→ PROBLEMA POSTO 1
Sostituisci "produttore" con "producer" nel passaggio del documento sorgente compreso tra "Con i bassi" e "in prima linea...", estremi inclusi. Riporta il passaggio così modificato.
→ PROBLEMA POSTO 2
Riscrivi come tabella Markdown le righe dei record dall'inizio dei record fino alla riga che contiene "x=231 y=383", estremi inclusi, escludendo le righe vuote. Usa due colonne, "Numero" per il numero progressivo di riga e "Riga del record" per il testo della riga.

Era il 2006, destinazione New York. L'obiettivo principale di quel viaggio era vedere come era la gestione dei grossi studi di registrazione per poter migliorare quella del nuovo studio che avevo aperto a Treviso. Però simpaticamente, dopo due settimane, la cosa si è trasformata con un coinvolgimento diretto nel disco di Jay-Z “Kingdom Come” che stava registrando in quei giorni e questo mi ha garantito un enorme credito che mi ha portato a iniziare a collaborare anche negli States e successivamente a trasferirmi lì.
Cosa ti affascina di più del tuo lavoro?
La cosa più bella per me è il potere di mettere i vari elementi di un brano nella posizione finale in cui saranno ascoltati da tutti, un po' come nel Tetris dove devi mettere i pezzi nella posizione migliore per creare la linea orizzontale. Quando mi trovo al banco mixer e ho tutti questi vari ingredienti, li devo combinare in modo che il tutto sia percepito nella maniera migliore.
Che in questo caso per te cosa significa “nella maniera migliore”?
Con i bassi più grossi che si può, ma senza coprire le voci che devono essere comprensibili e dando spazio e corpo alle musiche e alle melodie. Per raggiungere il bilanciamento perfetto spesso ci vogliono delle ore. Una volta che tutto funziona sei davanti al pezzo che sarà ascoltato da milioni di persone.
Fammi capire come funziona il processo di lavorazione: qual è la figura con cui ti interfacci più spesso, il produttore o l'artista?
Dipende dai casi, ogni volta è una situazione diversa. Ma solitamente lavoro con il produttore e sto dietro alle sue indicazioni. Però a volte ci sono degli artisti – come ad esmepio Jay–Z o Kanye West che vogliono avere il controllo su tutto. Altri invece non li ho neanche mai incontrati. A volte invece quando lavoro con le band, capita di avere una chat di gruppo con tutti quanti e ognuno vuole che il suo strumento sia in prima linea...

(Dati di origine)
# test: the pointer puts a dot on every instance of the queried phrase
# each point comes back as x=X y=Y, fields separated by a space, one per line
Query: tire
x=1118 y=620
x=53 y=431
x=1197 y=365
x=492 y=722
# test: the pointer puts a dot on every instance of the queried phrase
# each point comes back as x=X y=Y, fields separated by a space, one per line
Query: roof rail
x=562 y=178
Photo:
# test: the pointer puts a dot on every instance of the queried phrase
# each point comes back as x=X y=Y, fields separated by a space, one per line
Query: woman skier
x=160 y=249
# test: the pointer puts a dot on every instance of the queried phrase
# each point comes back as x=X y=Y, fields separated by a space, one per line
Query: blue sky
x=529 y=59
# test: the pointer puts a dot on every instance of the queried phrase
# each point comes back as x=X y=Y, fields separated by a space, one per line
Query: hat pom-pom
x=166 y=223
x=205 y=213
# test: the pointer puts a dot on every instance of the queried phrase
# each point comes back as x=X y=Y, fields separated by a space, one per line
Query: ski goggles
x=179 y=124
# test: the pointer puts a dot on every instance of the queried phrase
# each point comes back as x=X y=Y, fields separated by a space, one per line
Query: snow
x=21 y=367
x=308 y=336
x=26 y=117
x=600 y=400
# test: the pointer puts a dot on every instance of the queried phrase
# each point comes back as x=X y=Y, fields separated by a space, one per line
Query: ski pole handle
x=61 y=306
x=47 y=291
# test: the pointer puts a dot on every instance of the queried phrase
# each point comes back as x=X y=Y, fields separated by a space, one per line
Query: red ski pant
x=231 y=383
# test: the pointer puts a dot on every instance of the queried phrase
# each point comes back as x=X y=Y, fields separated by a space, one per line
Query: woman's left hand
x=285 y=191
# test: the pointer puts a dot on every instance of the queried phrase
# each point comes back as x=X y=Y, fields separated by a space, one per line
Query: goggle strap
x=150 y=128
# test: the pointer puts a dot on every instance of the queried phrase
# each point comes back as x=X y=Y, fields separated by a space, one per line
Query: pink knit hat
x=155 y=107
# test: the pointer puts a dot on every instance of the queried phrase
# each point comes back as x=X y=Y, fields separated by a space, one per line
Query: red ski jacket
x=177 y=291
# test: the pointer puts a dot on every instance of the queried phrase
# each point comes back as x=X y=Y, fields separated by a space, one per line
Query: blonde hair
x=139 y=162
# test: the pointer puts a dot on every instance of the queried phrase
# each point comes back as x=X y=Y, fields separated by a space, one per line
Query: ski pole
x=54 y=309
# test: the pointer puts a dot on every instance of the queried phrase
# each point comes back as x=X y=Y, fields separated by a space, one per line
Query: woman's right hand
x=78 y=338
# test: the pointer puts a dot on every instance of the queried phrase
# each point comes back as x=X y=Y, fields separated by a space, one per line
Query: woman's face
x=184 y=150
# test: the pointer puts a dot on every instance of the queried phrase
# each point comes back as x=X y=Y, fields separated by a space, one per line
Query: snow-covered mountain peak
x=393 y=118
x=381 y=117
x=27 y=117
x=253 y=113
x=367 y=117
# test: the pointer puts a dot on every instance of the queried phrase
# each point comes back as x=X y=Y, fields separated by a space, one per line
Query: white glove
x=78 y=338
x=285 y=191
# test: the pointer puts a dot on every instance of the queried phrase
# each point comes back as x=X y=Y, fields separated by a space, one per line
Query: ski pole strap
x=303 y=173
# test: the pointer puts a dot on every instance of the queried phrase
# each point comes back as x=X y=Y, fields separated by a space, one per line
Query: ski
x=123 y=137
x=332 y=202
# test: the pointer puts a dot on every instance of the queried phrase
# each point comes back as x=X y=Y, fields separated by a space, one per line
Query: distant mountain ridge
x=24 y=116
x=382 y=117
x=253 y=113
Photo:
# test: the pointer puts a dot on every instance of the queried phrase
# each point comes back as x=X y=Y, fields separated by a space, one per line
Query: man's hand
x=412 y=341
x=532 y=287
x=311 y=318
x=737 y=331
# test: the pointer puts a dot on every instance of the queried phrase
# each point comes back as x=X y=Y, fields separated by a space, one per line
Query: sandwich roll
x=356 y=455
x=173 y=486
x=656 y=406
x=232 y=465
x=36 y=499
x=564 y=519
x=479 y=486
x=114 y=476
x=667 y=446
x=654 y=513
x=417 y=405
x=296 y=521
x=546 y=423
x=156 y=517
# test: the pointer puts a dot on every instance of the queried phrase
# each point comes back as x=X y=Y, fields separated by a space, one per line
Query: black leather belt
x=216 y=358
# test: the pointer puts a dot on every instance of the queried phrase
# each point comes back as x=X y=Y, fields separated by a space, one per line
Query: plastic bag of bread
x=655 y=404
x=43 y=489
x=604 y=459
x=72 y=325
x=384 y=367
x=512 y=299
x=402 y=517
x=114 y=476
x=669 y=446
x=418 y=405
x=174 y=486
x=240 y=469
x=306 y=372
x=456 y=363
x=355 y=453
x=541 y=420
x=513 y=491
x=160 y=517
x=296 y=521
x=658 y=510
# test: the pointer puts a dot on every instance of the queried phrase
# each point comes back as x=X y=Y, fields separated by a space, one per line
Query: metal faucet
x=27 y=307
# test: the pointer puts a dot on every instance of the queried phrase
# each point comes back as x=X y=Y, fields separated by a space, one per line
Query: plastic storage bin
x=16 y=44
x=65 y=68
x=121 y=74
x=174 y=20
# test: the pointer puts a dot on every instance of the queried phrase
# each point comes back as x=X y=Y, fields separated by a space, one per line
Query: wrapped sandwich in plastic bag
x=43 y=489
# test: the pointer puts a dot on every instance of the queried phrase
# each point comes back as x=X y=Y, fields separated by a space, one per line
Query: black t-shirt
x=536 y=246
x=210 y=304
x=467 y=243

→ RISULTATO ATTESO 1
Con i bassi più grossi che si può, ma senza coprire le voci che devono essere comprensibili e dando spazio e corpo alle musiche e alle melodie. Per raggiungere il bilanciamento perfetto spesso ci vogliono delle ore. Una volta che tutto funziona sei davanti al pezzo che sarà ascoltato da milioni di persone.
Fammi capire come funziona il processo di lavorazione: qual è la figura con cui ti interfacci più spesso, il producer o l'artista?
Dipende dai casi, ogni volta è una situazione diversa. Ma solitamente lavoro con il producer e sto dietro alle sue indicazioni. Però a volte ci sono degli artisti – come ad esmepio Jay–Z o Kanye West che vogliono avere il controllo su tutto. Altri invece non li ho neanche mai incontrati. A volte invece quando lavoro con le band, capita di avere una chat di gruppo con tutti quanti e ognuno vuole che il suo strumento sia in prima linea...

→ RISULTATO ATTESO 2
| Numero | Riga del record |
|---|---|
| 1 | # test: the pointer puts a dot on every instance of the queried phrase |
| 2 | # each point comes back as x=X y=Y, fields separated by a space, one per line |
| 3 | Query: tire |
| 4 | x=1118 y=620 |
| 5 | x=53 y=431 |
| 6 | x=1197 y=365 |
| 7 | x=492 y=722 |
| 8 | # test: the pointer puts a dot on every instance of the queried phrase |
| 9 | # each point comes back as x=X y=Y, fields separated by a space, one per line |
| 10 | Query: roof rail |
| 11 | x=562 y=178 |
| 12 | Photo: |
| 13 | # test: the pointer puts a dot on every instance of the queried phrase |
| 14 | # each point comes back as x=X y=Y, fields separated by a space, one per line |
| 15 | Query: woman skier |
| 16 | x=160 y=249 |
| 17 | # test: the pointer puts a dot on every instance of the queried phrase |
| 18 | # each point comes back as x=X y=Y, fields separated by a space, one per line |
| 19 | Query: blue sky |
| 20 | x=529 y=59 |
| 21 | # test: the pointer puts a dot on every instance of the queried phrase |
| 22 | # each point comes back as x=X y=Y, fields separated by a space, one per line |
| 23 | Query: hat pom-pom |
| 24 | x=166 y=223 |
| 25 | x=205 y=213 |
| 26 | # test: the pointer puts a dot on every instance of the queried phrase |
| 27 | # each point comes back as x=X y=Y, fields separated by a space, one per line |
| 28 | Query: ski goggles |
| 29 | x=179 y=124 |
| 30 | # test: the pointer puts a dot on every instance of the queried phrase |
| 31 | # each point comes back as x=X y=Y, fields separated by a space, one per line |
| 32 | Query: snow |
| 33 | x=21 y=367 |
| 34 | x=308 y=336 |
| 35 | x=26 y=117 |
| 36 | x=600 y=400 |
| 37 | # test: the pointer puts a dot on every instance of the queried phrase |
| 38 | # each point comes back as x=X y=Y, fields separated by a space, one per line |
| 39 | Query: ski pole handle |
| 40 | x=61 y=306 |
| 41 | x=47 y=291 |
| 42 | # test: the pointer puts a dot on every instance of the queried phrase |
| 43 | # each point comes back as x=X y=Y, fields separated by a space, one per line |
| 44 | Query: red ski pant |
| 45 | x=231 y=383 |